Work to complete =>
1/ Reproduce the pull request about the XNNPACK dtype warning in full, word for word.
2/ Pick out each line of the records that contains the word "leaf" and copy those lines.

Text provided =>
....................

Warn if wrong type is given for Llama export for XNNPACK #8195

mergennachin · 2025-02-04T21:05:34Z

Followup to #7775

Test Plan:

(executorch) mnachin@mnachin-mbp executorch % python -m examples.models.llama.export_llama \
    --checkpoint /Users/mnachin/models/Llama-3.2-1B/original/consolidated.00.pth \
        -p /Users/mnachin/models/Llama-3.2-1B/original/params.json \
        -kv \
        --use_sdpa_with_kv_cache \
        -X \
        -qmode 8da4w \
        --group_size 128 \
        -d bf16 \
        --metadata '{"get_bos_id":128000, "get_eos_ids":[128009, 128001]}' \
        --embedding-quantize 4,32 \
        --output_name="Llama-8B.pte"

import error: No module named 'triton'
Traceback (most recent call last):
  File "/Users/mnachin/miniconda/envs/executorch/lib/python3.10/runpy.py", line 196, in _run_module_as_main
    return _run_code(code, main_globals, None,
  File "/Users/mnachin/miniconda/envs/executorch/lib/python3.10/runpy.py", line 86, in _run_code
    exec(code, run_globals)
  File "/Users/mnachin/executorch/examples/models/llama/export_llama.py", line 32, in <module>
    main()  # pragma: no cover
  File "/Users/mnachin/executorch/examples/models/llama/export_llama.py", line 28, in main
    export_llama(args)
  File "/Users/mnachin/executorch/examples/models/llama/export_llama_lib.py", line 542, in export_llama
    builder = _export_llama(args)
  File "/Users/mnachin/executorch/examples/models/llama/export_llama_lib.py", line 685, in _export_llama
    _validate_args(args)
  File "/Users/mnachin/executorch/examples/models/llama/export_llama_lib.py", line 679, in _validate_args
    raise ValueError(
ValueError: XNNPACK supports either fp32 or fp16 dtypes only for now. Given bf16.

....................

Data supplied =>
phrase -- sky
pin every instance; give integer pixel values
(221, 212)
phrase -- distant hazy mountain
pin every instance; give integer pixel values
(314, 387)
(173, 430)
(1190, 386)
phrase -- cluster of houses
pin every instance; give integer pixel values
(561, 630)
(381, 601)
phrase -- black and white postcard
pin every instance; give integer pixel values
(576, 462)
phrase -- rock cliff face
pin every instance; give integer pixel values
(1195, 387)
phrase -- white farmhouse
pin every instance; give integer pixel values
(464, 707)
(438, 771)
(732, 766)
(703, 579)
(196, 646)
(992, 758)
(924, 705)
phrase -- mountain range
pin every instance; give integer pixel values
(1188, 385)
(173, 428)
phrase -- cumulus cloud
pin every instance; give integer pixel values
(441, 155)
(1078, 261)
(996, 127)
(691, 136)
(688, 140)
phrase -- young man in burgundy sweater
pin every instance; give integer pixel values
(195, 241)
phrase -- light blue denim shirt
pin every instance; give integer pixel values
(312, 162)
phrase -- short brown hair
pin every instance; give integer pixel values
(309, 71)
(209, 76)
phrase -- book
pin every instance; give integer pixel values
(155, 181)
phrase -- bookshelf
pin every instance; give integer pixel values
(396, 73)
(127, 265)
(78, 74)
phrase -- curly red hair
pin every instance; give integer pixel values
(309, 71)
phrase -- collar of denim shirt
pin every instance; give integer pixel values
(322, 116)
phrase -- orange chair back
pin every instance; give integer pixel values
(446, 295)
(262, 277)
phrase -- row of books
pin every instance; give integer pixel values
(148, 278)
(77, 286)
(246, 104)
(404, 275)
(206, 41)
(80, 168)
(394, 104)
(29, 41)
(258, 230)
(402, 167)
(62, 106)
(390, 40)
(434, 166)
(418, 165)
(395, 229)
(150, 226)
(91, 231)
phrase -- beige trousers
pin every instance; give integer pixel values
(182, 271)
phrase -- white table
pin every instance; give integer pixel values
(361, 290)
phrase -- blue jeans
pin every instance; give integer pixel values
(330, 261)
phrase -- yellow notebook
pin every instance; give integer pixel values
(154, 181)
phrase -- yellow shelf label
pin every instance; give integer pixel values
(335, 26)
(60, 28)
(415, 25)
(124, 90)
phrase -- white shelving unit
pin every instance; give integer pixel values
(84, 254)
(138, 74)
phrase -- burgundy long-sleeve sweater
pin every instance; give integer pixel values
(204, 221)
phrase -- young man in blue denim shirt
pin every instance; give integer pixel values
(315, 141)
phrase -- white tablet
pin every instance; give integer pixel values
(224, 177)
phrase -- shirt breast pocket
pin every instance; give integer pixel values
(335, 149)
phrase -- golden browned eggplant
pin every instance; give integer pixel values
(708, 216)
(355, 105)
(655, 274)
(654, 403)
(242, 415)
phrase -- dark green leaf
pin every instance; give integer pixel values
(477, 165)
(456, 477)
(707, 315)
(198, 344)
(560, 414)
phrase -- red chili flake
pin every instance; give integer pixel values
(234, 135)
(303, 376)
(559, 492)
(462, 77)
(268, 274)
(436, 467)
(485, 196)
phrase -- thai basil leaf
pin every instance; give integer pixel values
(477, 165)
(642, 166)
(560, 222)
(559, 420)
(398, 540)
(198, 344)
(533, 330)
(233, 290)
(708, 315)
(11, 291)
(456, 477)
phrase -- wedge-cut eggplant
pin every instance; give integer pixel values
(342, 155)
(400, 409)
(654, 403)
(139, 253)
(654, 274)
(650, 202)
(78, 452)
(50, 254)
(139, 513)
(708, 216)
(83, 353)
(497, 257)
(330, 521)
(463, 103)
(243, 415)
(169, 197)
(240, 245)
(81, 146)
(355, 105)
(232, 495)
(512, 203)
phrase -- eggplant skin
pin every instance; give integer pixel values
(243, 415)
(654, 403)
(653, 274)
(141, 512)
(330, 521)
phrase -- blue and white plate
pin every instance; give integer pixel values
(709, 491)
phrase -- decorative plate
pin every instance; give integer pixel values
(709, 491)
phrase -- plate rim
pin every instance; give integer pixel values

....................

Task results =>
1/
Warn if wrong type is given for Llama export for XNNPACK #8195

mergennachin · 2025-02-04T21:05:34Z

Followup to #7775

Test Plan:

(executorch) mnachin@mnachin-mbp executorch % python -m examples.models.llama.export_llama \
    --checkpoint /Users/mnachin/models/Llama-3.2-1B/original/consolidated.00.pth \
        -p /Users/mnachin/models/Llama-3.2-1B/original/params.json \
        -kv \
        --use_sdpa_with_kv_cache \
        -X \
        -qmode 8da4w \
        --group_size 128 \
        -d bf16 \
        --metadata '{"get_bos_id":128000, "get_eos_ids":[128009, 128001]}' \
        --embedding-quantize 4,32 \
        --output_name="Llama-8B.pte"

import error: No module named 'triton'
Traceback (most recent call last):
  File "/Users/mnachin/miniconda/envs/executorch/lib/python3.10/runpy.py", line 196, in _run_module_as_main
    return _run_code(code, main_globals, None,
  File "/Users/mnachin/miniconda/envs/executorch/lib/python3.10/runpy.py", line 86, in _run_code
    exec(code, run_globals)
  File "/Users/mnachin/executorch/examples/models/llama/export_llama.py", line 32, in <module>
    main()  # pragma: no cover
  File "/Users/mnachin/executorch/examples/models/llama/export_llama.py", line 28, in main
    export_llama(args)
  File "/Users/mnachin/executorch/examples/models/llama/export_llama_lib.py", line 542, in export_llama
    builder = _export_llama(args)
  File "/Users/mnachin/executorch/examples/models/llama/export_llama_lib.py", line 685, in _export_llama
    _validate_args(args)
  File "/Users/mnachin/executorch/examples/models/llama/export_llama_lib.py", line 679, in _validate_args
    raise ValueError(
ValueError: XNNPACK supports either fp32 or fp16 dtypes only for now. Given bf16.

2/
phrase -- dark green leaf
phrase -- thai basil leaf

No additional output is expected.